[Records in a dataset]
○ ○ ○ ○ ○
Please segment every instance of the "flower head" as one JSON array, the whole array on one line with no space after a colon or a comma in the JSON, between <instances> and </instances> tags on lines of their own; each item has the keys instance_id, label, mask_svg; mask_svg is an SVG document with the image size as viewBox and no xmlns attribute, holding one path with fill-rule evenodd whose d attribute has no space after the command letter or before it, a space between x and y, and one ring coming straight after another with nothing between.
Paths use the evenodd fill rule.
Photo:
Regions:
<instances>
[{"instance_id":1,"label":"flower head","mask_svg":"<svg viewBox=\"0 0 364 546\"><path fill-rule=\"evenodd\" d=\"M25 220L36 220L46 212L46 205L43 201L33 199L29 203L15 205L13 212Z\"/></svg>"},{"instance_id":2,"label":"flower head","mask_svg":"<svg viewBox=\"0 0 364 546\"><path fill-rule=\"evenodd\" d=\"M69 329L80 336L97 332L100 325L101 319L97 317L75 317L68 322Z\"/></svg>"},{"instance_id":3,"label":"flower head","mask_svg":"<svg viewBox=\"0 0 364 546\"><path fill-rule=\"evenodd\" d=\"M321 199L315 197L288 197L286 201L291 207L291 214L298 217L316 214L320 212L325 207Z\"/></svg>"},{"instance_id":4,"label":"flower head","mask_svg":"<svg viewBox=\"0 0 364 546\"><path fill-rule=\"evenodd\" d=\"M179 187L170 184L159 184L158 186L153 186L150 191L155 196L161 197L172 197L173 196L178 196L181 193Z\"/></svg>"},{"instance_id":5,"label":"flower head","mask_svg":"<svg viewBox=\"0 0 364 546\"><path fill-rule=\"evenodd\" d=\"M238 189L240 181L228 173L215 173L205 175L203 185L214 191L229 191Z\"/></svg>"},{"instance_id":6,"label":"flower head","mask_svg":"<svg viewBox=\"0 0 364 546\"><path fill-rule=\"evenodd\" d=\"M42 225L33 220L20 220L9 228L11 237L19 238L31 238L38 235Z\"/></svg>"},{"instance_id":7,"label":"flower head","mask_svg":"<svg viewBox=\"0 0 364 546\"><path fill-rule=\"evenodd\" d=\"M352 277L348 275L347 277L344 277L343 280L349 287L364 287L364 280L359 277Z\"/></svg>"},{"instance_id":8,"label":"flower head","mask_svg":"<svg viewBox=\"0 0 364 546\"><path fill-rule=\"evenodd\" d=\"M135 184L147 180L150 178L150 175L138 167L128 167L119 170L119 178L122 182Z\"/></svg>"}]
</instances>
○ ○ ○ ○ ○
The problem: Repeat the items above, switching "segment" to "outline" and keeping everything else the same.

Answer for the task:
Please outline every instance of the "flower head" as one JSON array, the whole array on one line with no space after a colon or a comma in the JSON, between <instances> and </instances> tags on lines of their own; each item has the keys instance_id, label, mask_svg; mask_svg is an SVG document with the image size as viewBox and no xmlns attribute, holding one path with fill-rule evenodd whose d attribute has no space after the command letter or before it, a space between x and y, and one ring coming straight after another with nothing between.
Paths use the evenodd fill rule.
Photo:
Regions:
<instances>
[{"instance_id":1,"label":"flower head","mask_svg":"<svg viewBox=\"0 0 364 546\"><path fill-rule=\"evenodd\" d=\"M25 220L36 220L46 212L46 205L43 201L33 199L29 203L15 205L13 212Z\"/></svg>"},{"instance_id":2,"label":"flower head","mask_svg":"<svg viewBox=\"0 0 364 546\"><path fill-rule=\"evenodd\" d=\"M69 329L80 336L97 332L100 325L101 319L97 317L75 317L68 322Z\"/></svg>"},{"instance_id":3,"label":"flower head","mask_svg":"<svg viewBox=\"0 0 364 546\"><path fill-rule=\"evenodd\" d=\"M321 199L315 197L288 197L286 201L291 207L291 214L298 217L316 214L320 212L325 207Z\"/></svg>"},{"instance_id":4,"label":"flower head","mask_svg":"<svg viewBox=\"0 0 364 546\"><path fill-rule=\"evenodd\" d=\"M179 187L170 184L159 184L158 186L153 186L150 191L155 196L161 197L172 197L173 196L178 196L181 193Z\"/></svg>"},{"instance_id":5,"label":"flower head","mask_svg":"<svg viewBox=\"0 0 364 546\"><path fill-rule=\"evenodd\" d=\"M238 189L240 181L228 173L215 173L205 175L203 185L214 191L229 191Z\"/></svg>"},{"instance_id":6,"label":"flower head","mask_svg":"<svg viewBox=\"0 0 364 546\"><path fill-rule=\"evenodd\" d=\"M42 225L33 220L20 220L9 228L11 237L19 238L31 238L38 235Z\"/></svg>"},{"instance_id":7,"label":"flower head","mask_svg":"<svg viewBox=\"0 0 364 546\"><path fill-rule=\"evenodd\" d=\"M352 277L348 275L347 277L344 277L343 280L349 287L364 287L364 280L359 277Z\"/></svg>"},{"instance_id":8,"label":"flower head","mask_svg":"<svg viewBox=\"0 0 364 546\"><path fill-rule=\"evenodd\" d=\"M135 184L147 180L150 178L150 175L138 167L128 167L119 170L119 178L122 182Z\"/></svg>"}]
</instances>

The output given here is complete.